=== Begin Enclosure ===

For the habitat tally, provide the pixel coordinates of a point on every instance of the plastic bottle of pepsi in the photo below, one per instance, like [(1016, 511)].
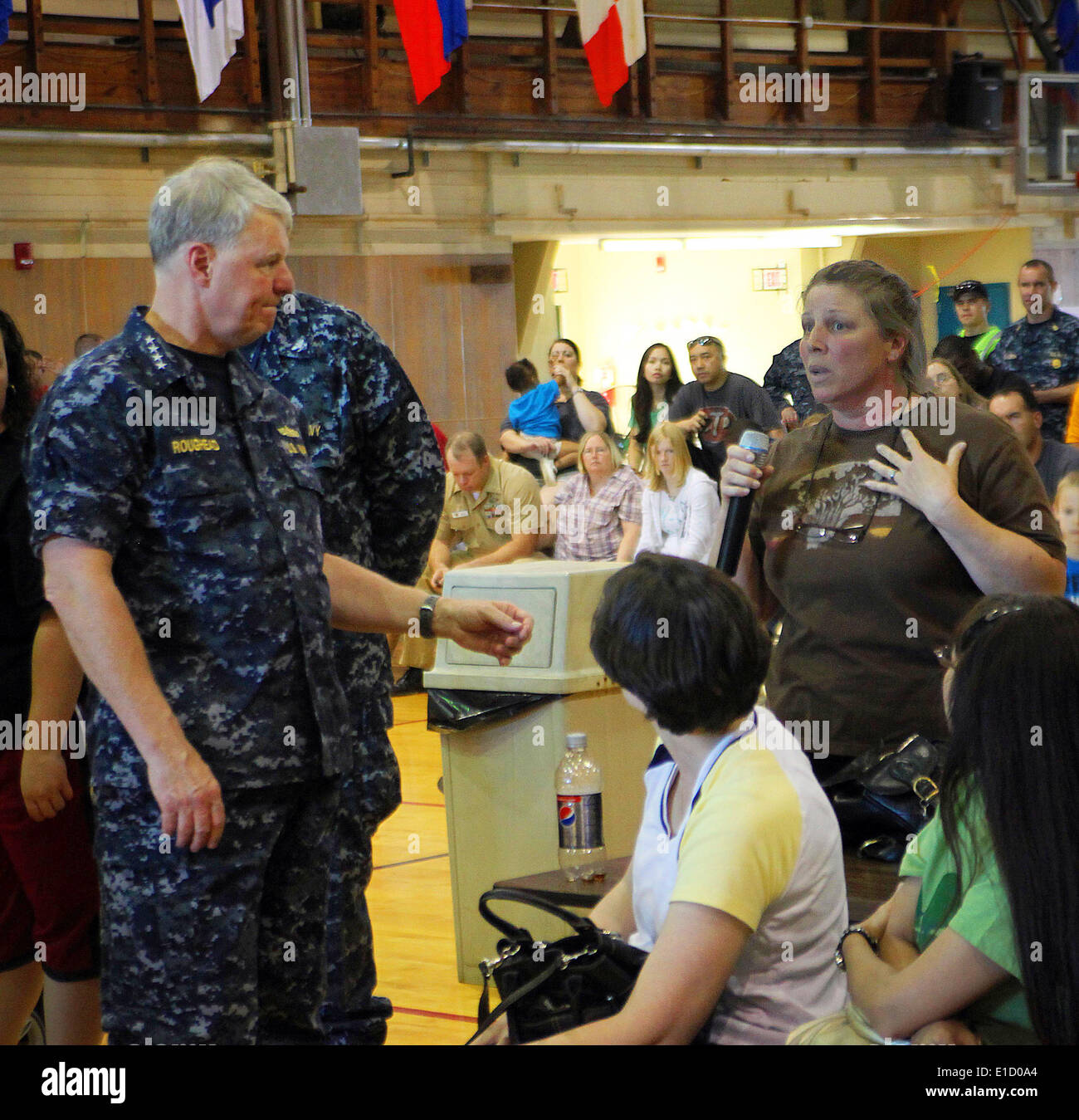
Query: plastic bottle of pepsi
[(579, 788)]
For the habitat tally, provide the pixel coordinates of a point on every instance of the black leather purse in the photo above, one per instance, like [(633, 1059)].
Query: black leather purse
[(886, 795), (546, 988)]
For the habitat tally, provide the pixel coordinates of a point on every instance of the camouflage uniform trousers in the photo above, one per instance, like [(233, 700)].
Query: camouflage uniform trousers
[(219, 946), (353, 1015)]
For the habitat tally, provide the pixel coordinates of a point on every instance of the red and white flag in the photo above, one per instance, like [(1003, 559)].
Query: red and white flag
[(613, 36)]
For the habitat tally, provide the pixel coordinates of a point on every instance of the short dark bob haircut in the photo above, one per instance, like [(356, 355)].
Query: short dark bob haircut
[(685, 639)]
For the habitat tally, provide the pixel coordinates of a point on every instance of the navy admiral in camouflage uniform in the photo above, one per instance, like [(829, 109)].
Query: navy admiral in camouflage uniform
[(787, 376), (178, 516), (1042, 349), (382, 476)]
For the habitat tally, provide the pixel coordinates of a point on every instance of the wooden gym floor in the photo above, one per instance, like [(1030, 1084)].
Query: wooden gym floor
[(410, 901)]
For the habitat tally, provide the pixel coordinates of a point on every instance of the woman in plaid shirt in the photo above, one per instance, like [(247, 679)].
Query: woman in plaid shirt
[(599, 510)]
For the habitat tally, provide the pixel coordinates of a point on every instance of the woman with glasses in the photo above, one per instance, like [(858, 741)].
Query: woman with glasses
[(681, 507), (979, 944), (876, 530), (945, 379)]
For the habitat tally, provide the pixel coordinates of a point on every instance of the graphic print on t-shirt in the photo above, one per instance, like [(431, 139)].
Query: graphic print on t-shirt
[(719, 424), (841, 501)]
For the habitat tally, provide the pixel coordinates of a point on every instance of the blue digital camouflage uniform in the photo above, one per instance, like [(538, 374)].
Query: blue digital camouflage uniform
[(1044, 355), (787, 375), (383, 477), (217, 551)]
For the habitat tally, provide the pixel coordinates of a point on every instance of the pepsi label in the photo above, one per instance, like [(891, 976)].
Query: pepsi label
[(581, 820)]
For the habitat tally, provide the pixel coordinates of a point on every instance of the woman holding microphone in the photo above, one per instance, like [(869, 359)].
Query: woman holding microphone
[(877, 529)]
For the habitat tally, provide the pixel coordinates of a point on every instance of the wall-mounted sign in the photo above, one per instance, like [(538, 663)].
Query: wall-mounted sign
[(769, 279)]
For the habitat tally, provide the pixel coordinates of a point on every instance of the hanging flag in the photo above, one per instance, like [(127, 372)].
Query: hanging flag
[(613, 36), (431, 32), (212, 28), (1068, 34)]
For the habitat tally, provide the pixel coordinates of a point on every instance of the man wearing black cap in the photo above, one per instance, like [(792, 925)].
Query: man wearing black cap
[(719, 406), (972, 301)]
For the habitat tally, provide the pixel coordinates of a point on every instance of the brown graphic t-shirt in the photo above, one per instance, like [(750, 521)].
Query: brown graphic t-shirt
[(869, 588)]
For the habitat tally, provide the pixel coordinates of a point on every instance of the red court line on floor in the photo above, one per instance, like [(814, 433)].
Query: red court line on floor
[(433, 1015)]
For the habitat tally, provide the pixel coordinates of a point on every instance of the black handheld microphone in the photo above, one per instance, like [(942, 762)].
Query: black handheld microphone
[(739, 507)]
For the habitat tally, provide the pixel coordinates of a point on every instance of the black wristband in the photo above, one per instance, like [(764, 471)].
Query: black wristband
[(427, 616), (840, 961)]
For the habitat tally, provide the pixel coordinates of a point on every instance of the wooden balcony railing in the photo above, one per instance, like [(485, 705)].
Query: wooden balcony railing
[(520, 74)]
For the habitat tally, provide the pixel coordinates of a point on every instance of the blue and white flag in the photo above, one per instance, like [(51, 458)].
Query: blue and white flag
[(212, 28), (1068, 34)]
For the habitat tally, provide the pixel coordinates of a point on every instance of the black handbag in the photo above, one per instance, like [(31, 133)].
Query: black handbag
[(546, 988), (886, 795)]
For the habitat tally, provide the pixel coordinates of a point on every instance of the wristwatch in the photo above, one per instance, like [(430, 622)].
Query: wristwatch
[(840, 962), (427, 616)]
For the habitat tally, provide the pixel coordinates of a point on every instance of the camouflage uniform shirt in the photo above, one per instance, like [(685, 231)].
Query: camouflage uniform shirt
[(787, 375), (217, 551), (382, 474), (1044, 355)]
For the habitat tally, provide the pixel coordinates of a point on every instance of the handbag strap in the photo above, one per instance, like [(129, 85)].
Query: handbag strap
[(536, 981), (579, 924)]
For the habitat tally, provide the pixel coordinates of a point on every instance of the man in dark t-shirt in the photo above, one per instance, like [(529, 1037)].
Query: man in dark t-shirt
[(1017, 407), (723, 403)]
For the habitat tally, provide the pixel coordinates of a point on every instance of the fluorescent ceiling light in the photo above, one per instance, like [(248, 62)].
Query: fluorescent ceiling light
[(639, 246), (790, 239)]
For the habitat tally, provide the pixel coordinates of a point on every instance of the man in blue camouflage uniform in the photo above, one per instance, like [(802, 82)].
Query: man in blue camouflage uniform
[(787, 376), (178, 516), (1042, 349), (382, 475)]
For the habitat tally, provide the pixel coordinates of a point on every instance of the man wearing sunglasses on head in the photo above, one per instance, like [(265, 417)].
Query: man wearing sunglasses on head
[(720, 406)]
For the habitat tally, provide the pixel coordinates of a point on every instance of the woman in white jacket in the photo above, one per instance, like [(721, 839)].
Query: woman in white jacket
[(681, 506)]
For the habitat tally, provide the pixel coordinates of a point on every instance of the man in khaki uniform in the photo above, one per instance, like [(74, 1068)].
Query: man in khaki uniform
[(491, 516)]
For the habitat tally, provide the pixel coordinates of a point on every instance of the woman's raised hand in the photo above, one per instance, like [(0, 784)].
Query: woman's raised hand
[(921, 481)]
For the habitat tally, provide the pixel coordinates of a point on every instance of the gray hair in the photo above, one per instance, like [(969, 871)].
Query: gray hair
[(209, 201), (467, 443)]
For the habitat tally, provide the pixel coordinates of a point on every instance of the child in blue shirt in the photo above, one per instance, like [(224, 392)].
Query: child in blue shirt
[(535, 414)]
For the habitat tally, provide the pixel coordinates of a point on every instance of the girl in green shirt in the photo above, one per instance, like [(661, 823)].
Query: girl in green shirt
[(979, 943)]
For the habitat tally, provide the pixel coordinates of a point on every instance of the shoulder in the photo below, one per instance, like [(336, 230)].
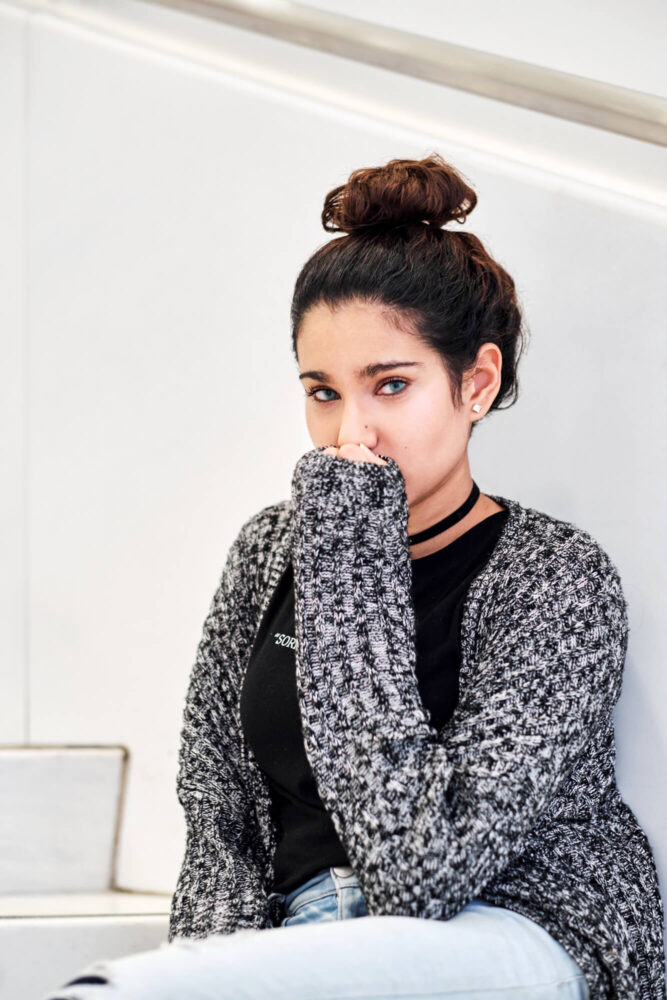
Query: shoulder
[(538, 540)]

=== End Enclosure ===

Your task is to repeat the entries above exactly, omitting the pictures.

For the habitat tally, provide the pixel coordinates of a point on every instance of the plastic bottle of pepsi in the photo below, one per instance, like [(1016, 511)].
Query: plastic bottle of pepsi
[(579, 788)]
For the habitat tally, provide the pixel coordinates of a point on every instance of the black leather purse in the photo above, one per instance, like [(633, 1059)].
Query: black leather purse
[(886, 795), (546, 988)]
For the habitat tally, provide the pixel coordinates of a point on every instance of the camouflage uniform trousers in the photo above, one per instance, like [(233, 700)].
Query: camouflage uniform trousers
[(219, 946), (353, 1015)]
For the habitat tally, provide the pixel coordinates of a point on every instance of the red and white flag in the photo above, one per instance, like [(1003, 559)].
Query: red and white flag
[(613, 36)]
For the habitat tally, provide the pixel coordinates of a point on every instance of the short dark bob haircut in the photo above, one per instance, like [(356, 355)].
Query: short dark bob haircut
[(685, 639)]
For the habitat tally, provide the pixel coordinates of a point on every instance of the navy admiral in camouflage uniform in the photo above, one per instance, like [(829, 109)].
Query: navy admiral in camouflage uniform
[(787, 376), (178, 516), (1042, 349), (382, 476)]
For the habitat tally, provide the pixel coordinates of a point on every instance of the wooden gym floor in the photo above, one per instance, like [(1030, 1084)].
Query: wooden gym floor
[(410, 901)]
For the habitat tally, provide the pixel coordinates of a point on every instance of the woman in plaid shirt in the photo above, one per instance, like [(247, 679)].
Query: woman in plaid shirt
[(599, 510)]
For the habitat tally, provide the pixel coordinates of a point on every instance of the woman with glasses in the photo above, one per instance, like [(858, 741)].
Query: woman with glasses
[(681, 507), (979, 944), (876, 530), (945, 379)]
For the habitat tally, provide the pixel coordinates of a point on every instance of the graphic print on t-shirt in the photo above, one per instance, like [(431, 139)].
Query: graphic print on t-shirt
[(719, 424), (841, 501)]
For the habitat tally, provide the pixel coordinates of a point on every instance of the blue digital camouflage uniform in the photo above, one per instance, like [(538, 374)].
Query: blue digital camouflage uniform
[(1044, 355), (787, 375), (383, 477), (217, 551)]
For the habitat tally, provide the pixel coordinates of a point on every instance of the pepsi label in the photo above, one per instance, like [(891, 976)].
Query: pepsi label
[(581, 820)]
For the habitat tally, provide the pixel coordinates of a point on every instance of the woman holding microphone in the photo above, one per instance, like [(869, 359)].
Query: woman holding microphone
[(877, 529)]
For the habitat tally, provide the pixel coordinates of a point on every instance of the wall-mounted sign in the photo above, one per instance, like [(538, 663)].
Query: wall-mounted sign
[(769, 279)]
For the habitat tally, provide the pixel coordinates of a point on every instance of the hanging flag in the photo above, one per instance, like [(127, 372)].
Query: hanging flag
[(613, 36), (431, 32), (212, 28), (1068, 34)]
For the habitat tally, provide the pixel coordinates of a point on every instance of the man wearing black cap in the photo above, one per instance, like [(792, 925)].
Query: man wearing black cap
[(719, 406), (972, 301)]
For the habitat tally, provide the pixel coordinates of a point on every instance of the brown graphic t-shirt in the photo above, one per instance, like [(750, 521)].
Query: brown graphic t-shirt
[(869, 588)]
For the habitat tally, provide the pixel coordinates of a point on every instance of the red court line on floor in the photo above, one per instance, like [(814, 433)].
Query: red court line on floor
[(433, 1015)]
For the habitat tally, provide the pixel coordinates of a point on every instance of the black handheld microphone in the photo above, one per instance, like [(942, 762)].
Query: black handheld microphone
[(739, 507)]
For the habitat tally, provide the pixel coordinates of a point on every instance of the black wristband in the photo above, one per instance, like [(764, 471)].
Query: black wristband
[(427, 616), (840, 961)]
For the habitat tally, provide the pixel coordinates of a point on every instance of the wooden balcony railing in the photo above, one per instance, like [(485, 705)].
Query: wooden balcony railing
[(520, 74)]
For the habitat tally, provide the pixel coordinates of a point on every instance of the blue and white flag in the photo above, one per instance, like [(51, 458)].
Query: blue and white flag
[(212, 28), (1068, 34)]
For the habitat tally, provide the pixel coordinates of a point on every instance of the black handbag in the photo above, one per instance, like [(31, 133)].
Query: black handbag
[(546, 988), (886, 795)]
For the habitat tally, provide the pixel coordinates of a point on every instance of the wristwatch in the photo above, one per instance, like [(430, 622)].
Query: wristwatch
[(840, 962), (427, 616)]
For the habitat tally, provide the pixel coordinates of a point on every instance of the camouflage uniform shirt in the photo above, one per instance, like [(685, 231)].
Query: camouflage uniform shirt
[(787, 375), (217, 551), (382, 474), (1044, 355)]
For the habitat tally, provide the pixel coordinates of a point on every instance of the handbag strap in the photo above, one per instance, like [(129, 85)].
Query: handbag strap
[(536, 981), (579, 924)]
For the habitat tally, provide the pixel coordinates of a point on every instance of the man in dark t-shirt in the photo above, one per instance, like [(529, 1037)].
Query: man in dark t-shirt
[(1017, 407), (723, 403)]
For the habitat tally, provide the pixel coordinates of a point on every instance of the fluorescent ceiling light in the photo above, one per instance, like [(248, 62)].
Query: fluorescent ceiling light
[(639, 246), (790, 239)]
For the habitat tally, provide the pixel coordinates of a point on every instance of the man in blue camouflage uniform in the photo above, one per instance, like [(802, 82)].
Query: man in blue camouflage uniform
[(787, 376), (178, 516), (1042, 349), (382, 475)]
For the habitat tally, provide the pixel coordinates of a point on every instance of the man wearing sunglasses on head in the photo above, one per instance, like [(265, 417)].
Query: man wearing sunglasses on head
[(720, 406)]
For the habitat tally, provide the pixel coordinates of a point on every instance of the woman in white jacket in the photo above, one per instance, like [(721, 839)].
Query: woman in white jacket
[(681, 506)]
For the habitat tally, provide the pixel coordinates of a point on every instance of the man in khaki uniform in the photo above, one per instance, like [(74, 1068)].
Query: man in khaki uniform
[(491, 516)]
For the habitat tally, provide the pixel coordinates of a point on every instance of the woman's raised hand in the photo above, one per instance, like [(0, 784)].
Query: woman's raised hand
[(921, 481)]
For the habitat tally, provide the pixel coordinates of a point on every instance of the gray hair in the photo above, one per instance, like [(969, 871)].
Query: gray hair
[(209, 201), (467, 443)]
For the habitat tally, provide the pixel coordinates of a point on every instance of the child in blue shirt in the photo above, one per instance, like [(224, 392)].
Query: child in blue shirt
[(535, 414)]
For the habitat tally, provide the pixel coordinates of a point on every instance of the girl in green shirt in the photo above, one per instance, like [(661, 823)].
Query: girl in green shirt
[(979, 943)]
For the habitat tally, provide the pixel coordinates of a point on every instance of the shoulder in the photo below, one per instance, like [(336, 230)].
Query: shoulder
[(538, 540)]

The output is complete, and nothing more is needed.